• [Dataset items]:
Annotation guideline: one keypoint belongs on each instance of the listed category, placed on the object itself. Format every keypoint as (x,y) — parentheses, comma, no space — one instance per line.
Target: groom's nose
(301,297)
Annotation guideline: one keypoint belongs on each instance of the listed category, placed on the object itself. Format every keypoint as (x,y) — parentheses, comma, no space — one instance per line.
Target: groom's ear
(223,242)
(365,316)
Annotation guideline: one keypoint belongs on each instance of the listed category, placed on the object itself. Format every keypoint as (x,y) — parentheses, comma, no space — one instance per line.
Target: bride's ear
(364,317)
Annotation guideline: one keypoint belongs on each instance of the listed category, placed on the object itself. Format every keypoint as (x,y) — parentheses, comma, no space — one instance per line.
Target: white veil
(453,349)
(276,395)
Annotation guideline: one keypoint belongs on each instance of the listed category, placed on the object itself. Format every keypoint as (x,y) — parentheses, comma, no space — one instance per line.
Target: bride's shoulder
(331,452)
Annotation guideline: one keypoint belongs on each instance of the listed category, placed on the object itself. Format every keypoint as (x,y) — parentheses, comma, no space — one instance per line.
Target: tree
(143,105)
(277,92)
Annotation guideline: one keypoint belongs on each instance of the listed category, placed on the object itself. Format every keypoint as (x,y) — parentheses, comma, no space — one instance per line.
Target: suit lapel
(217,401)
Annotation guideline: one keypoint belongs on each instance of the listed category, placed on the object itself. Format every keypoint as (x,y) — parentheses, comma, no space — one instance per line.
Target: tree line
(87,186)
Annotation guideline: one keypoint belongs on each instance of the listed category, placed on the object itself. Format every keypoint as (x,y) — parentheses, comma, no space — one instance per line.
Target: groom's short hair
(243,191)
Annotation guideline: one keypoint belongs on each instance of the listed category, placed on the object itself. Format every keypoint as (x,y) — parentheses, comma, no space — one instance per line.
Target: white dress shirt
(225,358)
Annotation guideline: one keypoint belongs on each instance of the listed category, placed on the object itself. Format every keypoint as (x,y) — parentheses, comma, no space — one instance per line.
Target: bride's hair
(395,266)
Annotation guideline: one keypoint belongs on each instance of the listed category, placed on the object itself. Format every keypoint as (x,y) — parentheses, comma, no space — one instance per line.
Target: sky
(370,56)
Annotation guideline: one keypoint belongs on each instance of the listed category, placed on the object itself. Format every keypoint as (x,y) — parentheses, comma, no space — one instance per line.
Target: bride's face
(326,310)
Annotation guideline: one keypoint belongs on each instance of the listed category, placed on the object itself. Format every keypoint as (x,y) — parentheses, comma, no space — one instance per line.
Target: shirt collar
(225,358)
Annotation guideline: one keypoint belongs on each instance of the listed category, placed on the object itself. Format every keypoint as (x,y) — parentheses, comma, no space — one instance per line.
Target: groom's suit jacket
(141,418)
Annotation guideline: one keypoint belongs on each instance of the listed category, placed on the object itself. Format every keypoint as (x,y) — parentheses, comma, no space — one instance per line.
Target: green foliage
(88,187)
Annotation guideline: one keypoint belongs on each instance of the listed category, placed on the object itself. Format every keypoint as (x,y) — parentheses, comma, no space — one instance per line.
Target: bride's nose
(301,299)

• [Exercise goal]:
I need each of the entries above printed again exactly.

• [Result]:
Annotation guideline: one keypoint belongs on each instance of the listed category, placed on the object itself. Format every keypoint as (x,y) — parentheses, comma, no space — one instance per line.
Target: groom's nose
(301,297)
Annotation guideline: one keypoint belongs on each instance of the listed category, placed on the object itself. Format every keypoint as (x,y) — parentheses, comma, no space — one instance per line.
Target: groom's ear
(223,242)
(365,316)
Annotation guideline: one keypoint belongs on each instance of the listed category, placed on the object itself. Format every keypoint as (x,y) — parentheses, comma, no space — one instance per line.
Target: bride's ear
(364,317)
Annotation guideline: one keypoint belongs on each instance of the listed category, placed on the object itself. Format every keypoint as (x,y) — parentheses, comma, no space — one instance per line.
Target: white veil
(453,349)
(276,395)
Annotation guideline: one keypoint belongs on each instance of the listed category, placed on the object itself. Format every keypoint as (x,y) — parentheses, comma, no space — one instance per line.
Target: bride's shoulder
(331,452)
Annotation guideline: one keypoint belongs on each instance of the listed category, placed on the object itself. Format every keypoint as (x,y) — parentheses, comma, no space — one instance per line.
Target: tree
(143,105)
(277,92)
Annotation guideline: one keypoint belongs on each instance of the listed category, placed on the object itself. Format every keypoint as (x,y) — parentheses, comma, no space — one instance per line.
Target: suit lapel
(217,401)
Annotation guideline: one keypoint belongs on each instance of the listed category, placed on the object itself. Format every keypoint as (x,y) — parentheses, comma, no space — one instance per line.
Target: tree line
(87,186)
Annotation guideline: one keypoint belongs on each instance of the listed category, placed on the object itself. Format every keypoint as (x,y) — parentheses, comma, no space — one instance per line.
Target: groom's short hair
(243,191)
Annotation guideline: one keypoint belongs on each instance of the listed category, placed on the object itself. Format every keypoint as (x,y) — parentheses, comma, no space — one instance per line.
Target: white dress shirt
(225,358)
Annotation guideline: one keypoint belongs on each instance of the listed category, placed on the object itself. Format every keypoint as (x,y) — parentheses, comma, no space — one instance per line.
Target: bride's hair
(395,266)
Annotation guideline: one keypoint belongs on each instance of the listed category, placed on the object itself. Format every keypoint as (x,y) — parentheses, comma, no space — one instance per line.
Target: sky
(370,56)
Annotation guideline: one keypoint belongs on each instance of the listed category, placed on the object itself. Format every keypoint as (x,y) — parentheses, comma, no space — one instance per line.
Target: bride's face
(326,310)
Annotation guideline: one keypoint belongs on each instance of the listed category, placed on the object itself. Format every keypoint as (x,y) — parentheses, comma, no space — one instance per line.
Target: shirt collar
(225,358)
Annotation guideline: one keypoint belongs on each instance of the listed category, placed on the object itself. Format every keypoint as (x,y) — parentheses, comma, no space — one instance per line.
Target: groom's suit jacket
(141,418)
Annotation guideline: one keypoint belongs on each instance of the listed category, placed on the object itself. Format every keypoint as (x,y) — parentheses, comma, no space — one instance per line.
Target: green foliage
(88,187)
Annotation guideline: one keypoint belongs on each instance of the listed category, placed on the object itself. Format every keypoint as (x,y) — parentheses, comma, no space — one instance per line.
Target: bride's nose
(301,299)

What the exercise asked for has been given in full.